◆ What is being asked ◆
Rewrite the records below in full, replacing every "pest-scouting log" with "field survey log" and leaving everything else unchanged.

*** Record excerpts ***

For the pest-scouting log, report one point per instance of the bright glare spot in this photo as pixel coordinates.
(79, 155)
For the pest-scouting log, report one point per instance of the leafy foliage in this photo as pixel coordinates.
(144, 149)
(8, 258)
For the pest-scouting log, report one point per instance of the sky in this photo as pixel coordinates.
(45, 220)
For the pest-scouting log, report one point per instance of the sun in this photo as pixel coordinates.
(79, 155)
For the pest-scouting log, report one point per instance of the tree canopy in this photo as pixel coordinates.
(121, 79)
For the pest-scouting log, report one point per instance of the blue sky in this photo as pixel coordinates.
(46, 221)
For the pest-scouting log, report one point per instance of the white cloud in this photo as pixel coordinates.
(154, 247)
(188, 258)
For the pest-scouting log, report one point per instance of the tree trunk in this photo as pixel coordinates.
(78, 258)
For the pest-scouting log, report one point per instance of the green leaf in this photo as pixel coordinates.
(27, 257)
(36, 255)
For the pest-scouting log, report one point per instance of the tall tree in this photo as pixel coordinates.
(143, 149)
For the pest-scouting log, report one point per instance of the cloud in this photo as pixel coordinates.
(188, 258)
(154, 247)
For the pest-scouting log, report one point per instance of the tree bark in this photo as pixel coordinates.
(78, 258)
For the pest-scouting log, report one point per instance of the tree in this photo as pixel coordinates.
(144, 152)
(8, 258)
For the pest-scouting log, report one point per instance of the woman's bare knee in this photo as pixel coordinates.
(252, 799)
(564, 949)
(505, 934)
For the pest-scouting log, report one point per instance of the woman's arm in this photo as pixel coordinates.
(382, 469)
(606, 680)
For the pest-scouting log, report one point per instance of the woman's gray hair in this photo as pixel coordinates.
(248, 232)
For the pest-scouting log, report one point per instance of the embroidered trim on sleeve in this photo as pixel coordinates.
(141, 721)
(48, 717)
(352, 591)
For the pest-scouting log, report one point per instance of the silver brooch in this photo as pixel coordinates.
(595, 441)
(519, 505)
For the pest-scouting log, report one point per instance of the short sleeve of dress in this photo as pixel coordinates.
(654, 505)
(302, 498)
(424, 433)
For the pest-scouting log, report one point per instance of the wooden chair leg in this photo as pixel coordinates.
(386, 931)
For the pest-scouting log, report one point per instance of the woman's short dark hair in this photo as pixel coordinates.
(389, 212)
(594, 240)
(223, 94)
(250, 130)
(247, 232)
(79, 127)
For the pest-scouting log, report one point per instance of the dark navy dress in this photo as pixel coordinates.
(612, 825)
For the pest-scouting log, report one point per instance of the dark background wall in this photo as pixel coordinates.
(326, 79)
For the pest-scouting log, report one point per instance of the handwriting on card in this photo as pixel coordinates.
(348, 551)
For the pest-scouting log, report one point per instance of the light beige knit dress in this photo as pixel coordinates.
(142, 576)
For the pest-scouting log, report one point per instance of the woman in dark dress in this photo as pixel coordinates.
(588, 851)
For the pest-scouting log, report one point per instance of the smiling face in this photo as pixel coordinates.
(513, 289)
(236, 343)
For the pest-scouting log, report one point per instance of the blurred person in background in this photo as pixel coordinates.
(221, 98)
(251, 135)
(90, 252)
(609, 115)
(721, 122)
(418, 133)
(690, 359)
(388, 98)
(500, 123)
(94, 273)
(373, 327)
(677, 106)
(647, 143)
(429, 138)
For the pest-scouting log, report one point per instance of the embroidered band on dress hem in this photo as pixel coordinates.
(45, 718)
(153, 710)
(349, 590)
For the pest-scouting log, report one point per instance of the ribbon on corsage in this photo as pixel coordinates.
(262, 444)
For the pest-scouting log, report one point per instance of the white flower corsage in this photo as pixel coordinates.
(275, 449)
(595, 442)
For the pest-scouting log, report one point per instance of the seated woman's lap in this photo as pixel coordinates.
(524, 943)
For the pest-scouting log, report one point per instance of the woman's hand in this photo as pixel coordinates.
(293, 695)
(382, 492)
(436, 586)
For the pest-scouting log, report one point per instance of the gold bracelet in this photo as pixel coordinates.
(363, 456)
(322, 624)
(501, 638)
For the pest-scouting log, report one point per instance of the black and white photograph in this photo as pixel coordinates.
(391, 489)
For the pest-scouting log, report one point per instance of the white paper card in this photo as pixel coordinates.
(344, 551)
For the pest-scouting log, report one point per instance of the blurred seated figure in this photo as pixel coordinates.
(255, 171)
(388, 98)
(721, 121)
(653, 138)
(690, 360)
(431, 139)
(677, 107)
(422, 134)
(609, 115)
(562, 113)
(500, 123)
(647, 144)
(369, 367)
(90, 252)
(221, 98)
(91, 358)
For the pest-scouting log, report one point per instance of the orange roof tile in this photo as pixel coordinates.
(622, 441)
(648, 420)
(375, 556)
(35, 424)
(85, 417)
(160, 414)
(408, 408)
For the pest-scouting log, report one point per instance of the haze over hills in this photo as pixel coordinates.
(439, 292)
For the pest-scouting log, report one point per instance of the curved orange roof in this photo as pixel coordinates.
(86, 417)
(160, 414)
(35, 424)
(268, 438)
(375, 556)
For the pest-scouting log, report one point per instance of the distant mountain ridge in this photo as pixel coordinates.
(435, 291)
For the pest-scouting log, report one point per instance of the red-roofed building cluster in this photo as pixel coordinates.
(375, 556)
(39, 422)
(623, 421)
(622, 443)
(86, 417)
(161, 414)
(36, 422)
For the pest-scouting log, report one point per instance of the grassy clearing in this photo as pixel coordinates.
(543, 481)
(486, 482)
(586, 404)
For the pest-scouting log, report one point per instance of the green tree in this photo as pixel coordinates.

***

◆ Answer in full ◆
For the field survey log, report one point per instance of the bright glare spot in this photo as pixel coordinates.
(79, 155)
For the field survey log, report one point per instance of the leafy foliage in this photo as pixel coordinates.
(144, 149)
(8, 258)
For the field survey log, report one point per instance of the sky in this photo as pixel coordinates.
(45, 220)
For the field survey log, report one point per instance of the sun in this photo as pixel coordinates.
(79, 155)
For the field survey log, report one point per instance of the tree canopy in this photo as pixel coordinates.
(121, 79)
For the field survey log, report one point per instance of the blue sky in this photo as pixel coordinates.
(46, 221)
For the field survey log, report one point per instance of the white cloud in this photo as pixel coordinates.
(154, 247)
(188, 258)
For the field survey log, report one point per instance of the tree trunk in this photo as pixel coordinates.
(78, 258)
For the field survey log, report one point per instance of the green leaf in this photo as pixel coordinates.
(27, 257)
(36, 255)
For the field survey log, report one point per instance of the tall tree in this photo as pixel coordinates.
(143, 149)
For the field survey log, report one point per instance of the cloud in this photo as pixel coordinates.
(188, 258)
(154, 247)
For the field survey log, report one point per instance of the tree bark in this photo as pixel coordinates.
(78, 258)
For the field survey log, report one point per instance of the tree in this photo as pixel coordinates.
(144, 152)
(8, 258)
For the field survey log, report one point per instance of the woman's bare knee in this photo as pixel coordinates.
(252, 799)
(564, 949)
(505, 934)
For the field survey log, report one point per instance of the woman's arm in this photo as pixel coordinates.
(382, 469)
(606, 680)
For the field survey log, report one point per instance of the woman's gray hair in this photo as pixel coordinates.
(248, 232)
For the field survey log, report one point per instance of the embroidered trim on sleeve in this photo as pixel coordinates.
(141, 721)
(48, 717)
(352, 591)
For the field survey log, report one point per instance of the silver brooch in this photo as pixel coordinates.
(595, 441)
(519, 505)
For the field survey log, report one point per instance of the short sleeve of dress in this photo as pixel coordinates.
(654, 505)
(302, 498)
(424, 433)
For the field survey log, report one point per instance of the wooden chair leg in this photo as pixel coordinates.
(386, 931)
For the field survey log, report one point per instance of the woman's short dark hair in this photo as pixel coordinates.
(389, 212)
(594, 240)
(223, 94)
(250, 130)
(247, 232)
(79, 127)
For the field survey log, report one point per instance of the dark navy dress in this photo as pixel coordinates.
(612, 825)
For the field survey log, report one point per instance of the dark background wall in this photo as pixel coordinates.
(326, 79)
For the field survey log, report one point per instance of the handwriting on card in this photo as pixel coordinates.
(348, 551)
For the field survey log, report one point per instance of the light beige knit dress in this photo as pixel coordinates.
(142, 576)
For the field survey log, report one point per instance of the woman in dark dress in this photo as pixel coordinates.
(588, 851)
For the field survey log, report one point per instance of the smiling face in this photo as pixel coordinates.
(513, 289)
(236, 343)
For the field survey log, report one point per instance of the blurred person in background in this photo as pixel coordinates.
(221, 98)
(251, 135)
(90, 252)
(609, 115)
(721, 122)
(418, 133)
(690, 359)
(388, 98)
(500, 123)
(94, 273)
(373, 327)
(677, 106)
(647, 143)
(429, 138)
For the field survey log, report one point per instance of the embroidered band on dress hem in this photo as pixel coordinates.
(45, 718)
(153, 710)
(349, 590)
For the field survey log, report one point per instance of the ribbon on corsage in this photo as pixel coordinates.
(262, 444)
For the field survey log, report one point per instance of the white flower corsage in this photo as pixel coordinates.
(275, 449)
(595, 442)
For the field survey log, report one point per instance of the seated woman's lap in this photo as pixel coordinates.
(524, 943)
For the field survey log, report one point per instance of the woman's hand in this photo as pixel coordinates.
(293, 695)
(382, 492)
(436, 586)
For the field survey log, report one point per instance of the gold bracelet in this photo as pixel coordinates.
(363, 456)
(322, 624)
(501, 638)
For the field survey log, report one point per instance of the black and white photograph in this photo as pixel coordinates.
(391, 489)
For the field survey log, report one point per instance of the white paper card in this photo as pixel coordinates.
(344, 551)
For the field survey log, report one point per instance of the blurred seated figure in this photo as pixel coordinates.
(255, 171)
(388, 98)
(721, 121)
(653, 138)
(690, 360)
(431, 139)
(677, 107)
(422, 134)
(609, 115)
(562, 113)
(500, 123)
(647, 144)
(369, 367)
(90, 252)
(221, 98)
(91, 358)
For the field survey log, report one point per instance of the orange roof tile in this photo as pixel coordinates.
(622, 441)
(648, 420)
(375, 556)
(35, 424)
(85, 417)
(160, 414)
(408, 408)
For the field survey log, report one point per instance of the haze over hills in this photo as pixel coordinates.
(439, 292)
For the field survey log, report one point per instance of the curved orange roof in this photo as pixel coordinates.
(86, 417)
(160, 414)
(35, 424)
(268, 438)
(375, 556)
For the field survey log, report one point per instance of the distant mountain ridge in this photo as pixel coordinates.
(435, 291)
For the field survey log, report one point per instance of the red-roofed building cluster in this photo as pixel coordinates.
(375, 556)
(39, 422)
(623, 421)
(622, 443)
(86, 417)
(161, 414)
(36, 422)
For the field survey log, report one point per instance of the grassy clearing in this photo as pixel coordinates.
(543, 481)
(486, 482)
(586, 404)
For the field survey log, report one point per instance of the green tree in this photo as pixel coordinates.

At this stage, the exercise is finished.